▸ GIVEN TASK
Pull out the entries from the line containing "TARGET = microphone" through the last line of the entries, and repeat those lines exactly.

▸ Collection entries
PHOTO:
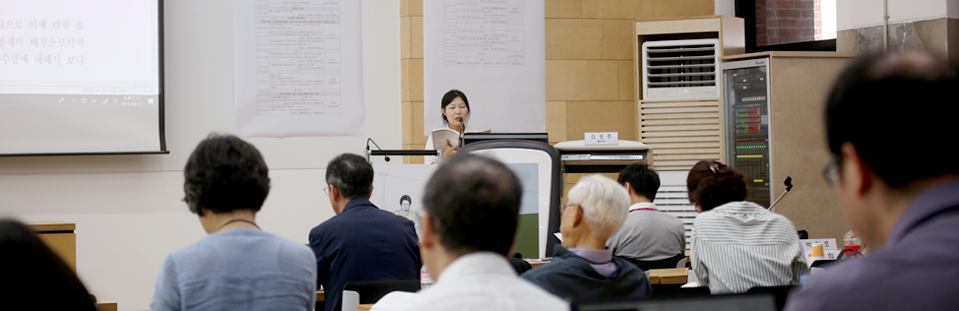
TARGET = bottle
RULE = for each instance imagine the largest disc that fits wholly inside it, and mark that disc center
(852, 241)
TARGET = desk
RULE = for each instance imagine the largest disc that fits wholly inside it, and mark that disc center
(668, 276)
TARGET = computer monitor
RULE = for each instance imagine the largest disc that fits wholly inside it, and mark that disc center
(469, 138)
(735, 302)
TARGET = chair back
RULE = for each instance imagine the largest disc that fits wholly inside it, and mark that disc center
(780, 292)
(371, 292)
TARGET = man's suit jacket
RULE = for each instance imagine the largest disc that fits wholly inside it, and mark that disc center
(363, 243)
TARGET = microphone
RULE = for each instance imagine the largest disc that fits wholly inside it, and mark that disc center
(462, 132)
(368, 141)
(789, 186)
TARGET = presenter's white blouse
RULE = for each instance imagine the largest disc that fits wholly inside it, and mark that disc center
(482, 281)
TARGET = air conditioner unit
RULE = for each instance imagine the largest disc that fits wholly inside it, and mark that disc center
(677, 69)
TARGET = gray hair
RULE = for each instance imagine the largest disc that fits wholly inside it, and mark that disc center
(605, 203)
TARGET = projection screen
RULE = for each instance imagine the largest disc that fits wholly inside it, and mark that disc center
(81, 77)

▸ RESULT OF THIS EXERCISE
TARGET = microphone
RULE = for each instance imagine the largest disc that fits wholly inside it, and mark that disc center
(462, 132)
(368, 141)
(789, 186)
TARGET = presenter's white blouse
RULE = for each instance imagine the largest disc that fits wholly inside it, and mark that disc center
(482, 281)
TARGET = air conditioner unit
RULE = for each instance imagine the largest disc that fits wholly inside it, and mark that disc center
(677, 69)
TARGET = gray hair
RULE = for each instance imagine the largest disc that fits wholly inside it, and mark that disc center
(605, 203)
TARGET = projection screen
RULE = for each instance imagine the largest disc that fits wholly inside it, and mark that disc center
(81, 77)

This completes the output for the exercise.